PROVIDED TEXT:
500 kids in a 32 person cage

@johncitizen1

I looked for the numbers on how many are held beyond 72 hours, but couldn’t find them. I don’t feel like spending more than a few minutes on this if you are not interested.

What would you suggest? Should we build less jail-like housing along the border, anticipating 10’s of thousands of children? And when they don’t come, do we just leave them empty? That would be a great photo-op. Either way, it doesn’t tell the part of the story were ICE detention has decreased from 50K to 16K in 2 years.

Also, it ignores heroes like this, people who do something instead of pointing fingers,

Sister Norma Pimentel, executive director of Catholic Charities of the Rio Grande Valley, said the Border Patrol has sent around 50 to 80 families to her shelter daily since Jan. 27, rising to 150 families on Wednesday. Most remain only briefly at the shelters before connecting with relatives or friends elsewhere in the United States, she said.

It took all of 5 secs.

https://www.google.com/amp/s/www.bbc.com/news/amp/world-us-canada-56405009

How many children are being detained?
As of 21 March, US Customs and Border Patrol (CBP) agents were holding more than 15,500 unaccompanied children in custody, according to US media.

Department of Homeland Secretary Alejandro Mayorkas has said these camps, which are often compared to jails or warehouses, are “no place for a child”.

At least 5,000 children have been kept for over 72 hours, the legal limit after which they are meant to be transferred to the custody of health officials in the Office of Refugee Resettlement (ORR). Mr Mayorkas blames pandemic restrictions and abnormally cold weather in Texas for the delay.

We have the same sort of situation in France. French law forbids the civil service to send back in their country isolated minor. Parents organize the sending of them. the result is that the system is unable to cope with them. Minors sleep in street and are in danger, or are used by gangs. Girls coming is organized by pimps.

Roughly 41 000 minors are hosted for an annual cost of 5 Milliards of euros ( 5 000 000 000 : a little more in $) . they were 10 000 in 2015.

 

 

How many children are being detained? -- Citizen
These are not the numbers I was looking for. I was looking for how many are detained, not just beyond 72 hours, but 144 hours, a month, and the very few that are held longer than that.

You also avoided my other questions. As I said, if you want to focus on one statistic and indict the entire system and the entire country based on that, go ahead. That’s just getting angry to get angry.

“I looked for the numbers on how many are held beyond 72 hours, but couldn’t find them.”

“I looked for the numbers on how many are held beyond 72 hours, but couldn’t find them.” – Yes, I said that

– Then I said this: These are not the numbers I was looking for. I was looking for how many are detained, not just beyond 72 hours, but 144 hours, a month, and the very few that are held longer than that.

When I’m having a dialog with someone and my desires are to learn and to understand the other person, I allow them a chance to clarify themselves. If they get real sensitive when their technically correct response did not respond to what I was thinking, then I wonder if they care about what I think. And I wonder if I should go see what they’re serving over there, across the room, away from them.

 

You could have said thanks for the information. What about 144 hours and so on. But you didnt. You chose to be antagonistic and put it back on me inferring that i made the mistake which i clearly did not.

 

 

“These are not the numbers I was looking for” is a play on Star Wars from 1977, “These are not the droids you are looking for”. It’s also descriptive of what I was doing and clarified my earlier post. I didn’t “infer” anything until you came back with a post that was nothing other than a quote of me. I know what I typed, and if I forget, I can look back. This is an informal setting, so I don’t obligate myself to say “my understanding of your statement is” or “for the purposes of clarification” every time. You didn’t “make the mistake”, it’s perfectly normal for conversation to not be perfectly with every line.

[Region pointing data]
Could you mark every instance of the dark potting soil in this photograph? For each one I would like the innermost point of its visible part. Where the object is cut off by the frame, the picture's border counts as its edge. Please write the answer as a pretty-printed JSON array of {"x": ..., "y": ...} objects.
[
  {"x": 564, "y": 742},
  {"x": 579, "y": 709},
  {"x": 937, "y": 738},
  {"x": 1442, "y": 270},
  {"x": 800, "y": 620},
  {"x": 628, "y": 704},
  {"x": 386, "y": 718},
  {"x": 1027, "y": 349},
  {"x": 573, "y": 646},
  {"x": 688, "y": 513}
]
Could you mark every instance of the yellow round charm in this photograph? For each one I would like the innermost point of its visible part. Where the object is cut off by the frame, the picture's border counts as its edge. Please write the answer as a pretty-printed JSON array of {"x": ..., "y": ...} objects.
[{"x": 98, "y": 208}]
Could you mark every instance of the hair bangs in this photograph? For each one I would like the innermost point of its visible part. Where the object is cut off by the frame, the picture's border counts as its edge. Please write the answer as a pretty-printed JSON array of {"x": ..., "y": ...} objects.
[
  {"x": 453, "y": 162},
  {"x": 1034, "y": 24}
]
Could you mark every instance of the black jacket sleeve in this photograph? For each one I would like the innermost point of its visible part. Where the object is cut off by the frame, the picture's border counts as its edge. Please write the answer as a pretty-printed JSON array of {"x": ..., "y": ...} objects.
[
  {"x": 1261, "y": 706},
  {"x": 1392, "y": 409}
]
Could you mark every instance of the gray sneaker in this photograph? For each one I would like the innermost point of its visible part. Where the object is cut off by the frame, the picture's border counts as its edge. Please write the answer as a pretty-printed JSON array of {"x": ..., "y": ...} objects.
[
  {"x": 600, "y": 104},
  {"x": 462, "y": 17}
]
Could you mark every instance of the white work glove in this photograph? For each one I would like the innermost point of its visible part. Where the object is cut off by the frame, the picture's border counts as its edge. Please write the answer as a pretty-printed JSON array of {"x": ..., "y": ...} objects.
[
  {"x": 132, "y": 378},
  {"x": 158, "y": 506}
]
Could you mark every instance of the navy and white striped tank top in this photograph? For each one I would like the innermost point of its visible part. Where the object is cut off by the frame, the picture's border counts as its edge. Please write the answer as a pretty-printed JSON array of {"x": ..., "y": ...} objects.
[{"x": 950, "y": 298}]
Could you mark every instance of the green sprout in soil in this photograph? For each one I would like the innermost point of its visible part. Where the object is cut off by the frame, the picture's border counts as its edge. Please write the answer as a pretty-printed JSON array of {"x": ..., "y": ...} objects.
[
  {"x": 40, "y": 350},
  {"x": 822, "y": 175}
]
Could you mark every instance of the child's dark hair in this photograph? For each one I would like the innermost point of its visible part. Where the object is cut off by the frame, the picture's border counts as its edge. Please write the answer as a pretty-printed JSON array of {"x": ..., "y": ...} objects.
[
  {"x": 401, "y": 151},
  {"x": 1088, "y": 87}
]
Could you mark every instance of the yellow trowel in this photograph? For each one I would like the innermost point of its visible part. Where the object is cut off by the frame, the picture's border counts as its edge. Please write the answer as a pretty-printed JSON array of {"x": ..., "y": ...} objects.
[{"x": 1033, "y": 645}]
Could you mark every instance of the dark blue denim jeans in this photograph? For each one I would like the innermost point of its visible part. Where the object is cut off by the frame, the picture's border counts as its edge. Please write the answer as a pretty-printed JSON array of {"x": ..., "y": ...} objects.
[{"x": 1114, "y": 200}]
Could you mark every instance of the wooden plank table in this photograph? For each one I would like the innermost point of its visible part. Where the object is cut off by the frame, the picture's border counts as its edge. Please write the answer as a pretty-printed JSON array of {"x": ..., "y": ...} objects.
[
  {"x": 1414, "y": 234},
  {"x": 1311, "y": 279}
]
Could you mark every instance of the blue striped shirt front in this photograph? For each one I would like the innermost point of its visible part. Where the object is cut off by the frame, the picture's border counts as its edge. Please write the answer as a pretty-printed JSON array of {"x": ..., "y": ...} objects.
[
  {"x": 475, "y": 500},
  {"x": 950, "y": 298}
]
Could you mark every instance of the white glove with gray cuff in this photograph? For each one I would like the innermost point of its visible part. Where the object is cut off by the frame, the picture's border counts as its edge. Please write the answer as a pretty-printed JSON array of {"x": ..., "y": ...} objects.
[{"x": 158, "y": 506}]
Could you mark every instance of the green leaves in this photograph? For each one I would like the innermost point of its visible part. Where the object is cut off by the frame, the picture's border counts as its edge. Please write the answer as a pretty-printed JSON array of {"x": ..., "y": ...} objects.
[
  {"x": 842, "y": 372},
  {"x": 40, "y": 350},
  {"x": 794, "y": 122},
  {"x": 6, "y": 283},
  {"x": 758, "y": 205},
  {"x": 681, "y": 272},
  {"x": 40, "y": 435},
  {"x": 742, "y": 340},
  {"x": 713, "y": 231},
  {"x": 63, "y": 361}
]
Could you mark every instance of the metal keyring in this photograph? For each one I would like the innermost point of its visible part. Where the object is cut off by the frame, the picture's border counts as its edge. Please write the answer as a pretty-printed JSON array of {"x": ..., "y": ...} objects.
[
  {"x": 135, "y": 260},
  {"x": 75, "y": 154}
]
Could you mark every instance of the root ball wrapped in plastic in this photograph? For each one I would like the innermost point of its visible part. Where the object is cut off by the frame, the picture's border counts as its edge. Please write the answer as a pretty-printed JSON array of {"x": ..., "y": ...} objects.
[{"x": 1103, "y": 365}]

PROBLEM SET:
a. Translate this sentence from the forum thread into Spanish: "Most remain only briefly at the shelters before connecting with relatives or friends elsewhere in the United States, she said."
b. List every calendar date and every year that the forum thread mentions.
The data above is separate material and has no connection to the forum thread.

SOLUTIONS TO THE PROBLEMS:
a. La mayoría permanece solo brevemente en los albergues antes de ponerse en contacto con familiares o amigos en otras partes de Estados Unidos, dijo ella.

b.
- Jan. 27
- 21 March
- 2015
- 1977